▸ Exercise objective
Write out the passage about the Kampfhäusl word for word, from "The Kampfhäusl (German" up to and including "Kampf (My Struggle).".
***** Excerpt provided
The Kampfhäusl (German for "[[Mein Kampf|[My] Struggle]] House") was a small log cabin on the forest property of the former Gebirgskurhauses Obersalzberg (formerly the Pension Moritz; from 1928: Platterhof) in Obersalzberg. The cabin was the location where Adolf Hitler wrote the second volume of Mein Kampf (My Struggle).

==History==
Dietrich Eckart visited Obersalzberg for the first time in May 1923. The Hitler trial resulted in a minimum sentence of five years in Landsberg Prison, where he dictated the first volume of Mein Kampf to his later deputy Rudolf Hess (according to Joachim Fest, the first volume was only dictated by Hitler in Obersalzberg after his imprisonment, like the second). Hitler was released on parole early in December 1924. This volume was then published in a first edition on July 18, 1925.

In the summer of the same year, after his release from prison, he was a guest under the name "Hugo Wolf" in the Gebirgskurhaus Obersalzberg, which was then leased by Bruno Büchner and his wife. In a small log cabin that stood a little above it on the forest property belonging to the guesthouse, as well as in the Deutsches Haus hotel, he dictated the second part of his manuscript of Mein Kampf to Max Amann, who was his Vizefeldwebel during the First World War. Because of these writings, the Kampfhäusl was given its name by Hitler's supporters.
**********
***** Input data
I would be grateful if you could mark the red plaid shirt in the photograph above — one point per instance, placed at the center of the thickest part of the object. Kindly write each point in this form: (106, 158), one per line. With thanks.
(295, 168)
**********
▸ Finished task
The Kampfhäusl (German for "[[Mein Kampf|[My] Struggle]] House") was a small log cabin on the forest property of the former Gebirgskurhauses Obersalzberg (formerly the Pension Moritz; from 1928: Platterhof) in Obersalzberg. The cabin was the location where Adolf Hitler wrote the second volume of Mein Kampf (My Struggle).